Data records
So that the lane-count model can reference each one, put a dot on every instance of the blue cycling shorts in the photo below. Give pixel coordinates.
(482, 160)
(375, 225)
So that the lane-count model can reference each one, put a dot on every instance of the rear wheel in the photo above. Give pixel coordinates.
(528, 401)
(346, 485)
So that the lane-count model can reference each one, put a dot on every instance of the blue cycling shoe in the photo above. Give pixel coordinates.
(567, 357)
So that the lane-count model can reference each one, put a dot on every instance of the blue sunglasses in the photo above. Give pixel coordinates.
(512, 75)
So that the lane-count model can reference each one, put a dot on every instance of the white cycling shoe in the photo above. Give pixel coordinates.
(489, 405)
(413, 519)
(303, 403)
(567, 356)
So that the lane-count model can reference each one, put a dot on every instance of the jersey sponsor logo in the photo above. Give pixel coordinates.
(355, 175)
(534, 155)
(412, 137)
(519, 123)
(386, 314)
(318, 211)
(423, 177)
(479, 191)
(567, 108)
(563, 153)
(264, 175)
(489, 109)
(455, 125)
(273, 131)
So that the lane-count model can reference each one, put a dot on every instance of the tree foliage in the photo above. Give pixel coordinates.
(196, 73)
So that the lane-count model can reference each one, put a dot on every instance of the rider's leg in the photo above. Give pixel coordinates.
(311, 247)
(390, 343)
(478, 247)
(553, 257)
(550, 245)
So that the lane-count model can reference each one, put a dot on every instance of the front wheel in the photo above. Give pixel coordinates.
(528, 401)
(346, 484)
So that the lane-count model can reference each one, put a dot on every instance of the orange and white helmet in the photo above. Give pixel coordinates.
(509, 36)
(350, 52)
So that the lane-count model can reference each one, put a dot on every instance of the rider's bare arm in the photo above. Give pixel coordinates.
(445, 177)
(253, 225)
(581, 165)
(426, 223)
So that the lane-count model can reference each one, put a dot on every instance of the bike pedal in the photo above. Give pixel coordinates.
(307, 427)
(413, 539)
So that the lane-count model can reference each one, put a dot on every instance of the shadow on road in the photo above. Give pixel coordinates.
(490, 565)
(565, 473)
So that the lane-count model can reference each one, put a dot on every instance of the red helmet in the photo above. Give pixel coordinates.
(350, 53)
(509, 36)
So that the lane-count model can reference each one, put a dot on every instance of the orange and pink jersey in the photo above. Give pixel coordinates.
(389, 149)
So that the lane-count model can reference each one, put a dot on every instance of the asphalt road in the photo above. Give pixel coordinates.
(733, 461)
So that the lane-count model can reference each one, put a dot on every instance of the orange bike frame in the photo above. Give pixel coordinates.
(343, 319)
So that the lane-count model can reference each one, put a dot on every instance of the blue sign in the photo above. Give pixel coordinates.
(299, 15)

▶ **TASK INSTRUCTIONS**:
Can you copy all of the items above line for line, without changing a single character?

▶ **WORKED SOLUTION**:
So that the lane-count model can reference each one, put a dot on every instance of the blue cycling shorts in the photo below. Give pixel coordinates.
(482, 160)
(375, 225)
So that the lane-count model can reference each one, put a dot on every instance of the rear wheel in the photo above. Give pixel coordinates.
(528, 401)
(346, 485)
So that the lane-count model can reference each one, put a dot on every instance of the blue cycling shoe in the photo above. Give pixel coordinates.
(567, 357)
So that the lane-count model can reference each one, put a dot on every instance of the blue sunglasses in the photo above. Give pixel coordinates.
(512, 75)
So that the lane-count model can reference each one, put a dot on every instance of the white cycling shoe in the photo above. Give pixel coordinates.
(489, 405)
(413, 519)
(303, 403)
(567, 356)
So that the lane-count model can reference each one, put a dot on every instance of the jersey sponsor logo in the photo above. Give pixel coordinates.
(355, 175)
(534, 155)
(412, 137)
(519, 123)
(386, 314)
(318, 211)
(423, 177)
(479, 191)
(567, 108)
(563, 153)
(264, 175)
(489, 109)
(455, 125)
(273, 131)
So that the lane-count model can reference each one, put a dot on every instance of the tree foliage in the photo above. Give pixel coordinates.
(196, 73)
So that the lane-count model can reference each one, put a dot on every instance of the rider's leg in the photo above. Give pixel coordinates.
(311, 247)
(390, 343)
(478, 247)
(553, 257)
(550, 245)
So that the lane-count model can reference each one, put a dot on every instance of the front wheel in the photo above. Give pixel coordinates.
(528, 401)
(346, 484)
So that the lane-count model can reference each one, put a dot on every instance of the orange and white helmet in the photo above. Give pixel coordinates.
(509, 36)
(350, 52)
So that the lane-count model can reference each one, put a dot on every instance of the rider's bare arm in the photo above. Give pixel coordinates.
(445, 177)
(253, 225)
(581, 165)
(426, 223)
So that the lane-count model can reference each one, put a dot on every instance of the bike pedal in the photo above. Give pixel coordinates.
(307, 427)
(413, 539)
So that the lane-count model can reference each one, put a dot on every instance of the shadow on road in the photo above. Give pixel coordinates.
(490, 565)
(565, 473)
So that the lane-count model can reference each one, put a dot on every instance of the red helmet in the photo above. Give pixel coordinates.
(350, 53)
(509, 36)
So that the lane-count model can reference each one, put a dot on every instance of the orange and pink jersey in the photo above. Give pixel coordinates.
(389, 149)
So that the lane-count model can reference each one, put a dot on every instance of the asphalt road in the photo above. Give pixel coordinates.
(733, 461)
So that the lane-count model can reference each one, put a dot on every instance of the orange bike frame in the photo above. Give pixel coordinates.
(343, 319)
So that the lane-count model can reference each one, put a dot on every instance of the blue sign in the photo above. Give pixel coordinates.
(299, 15)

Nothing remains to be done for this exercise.